**Request**
Return every record verbatim.

**Materials provided**
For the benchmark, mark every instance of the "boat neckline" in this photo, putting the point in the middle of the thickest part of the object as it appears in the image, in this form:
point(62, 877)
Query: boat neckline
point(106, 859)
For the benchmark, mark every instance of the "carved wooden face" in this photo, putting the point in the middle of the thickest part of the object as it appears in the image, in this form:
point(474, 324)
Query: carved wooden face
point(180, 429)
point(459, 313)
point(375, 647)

**Task solution**
For the benchmark, mark every instance of the "boat neckline" in this photo, putting the point in the middle of the thickest part of the object as it appears in the image, in this form:
point(62, 877)
Query: boat neckline
point(106, 859)
For the benchmark, mark every instance of the "carved wooden face" in this photo, putting the point in the middle of the thickest part of the object as it appears in the image, in this form:
point(474, 324)
Query: carved wooden face
point(180, 429)
point(459, 313)
point(375, 647)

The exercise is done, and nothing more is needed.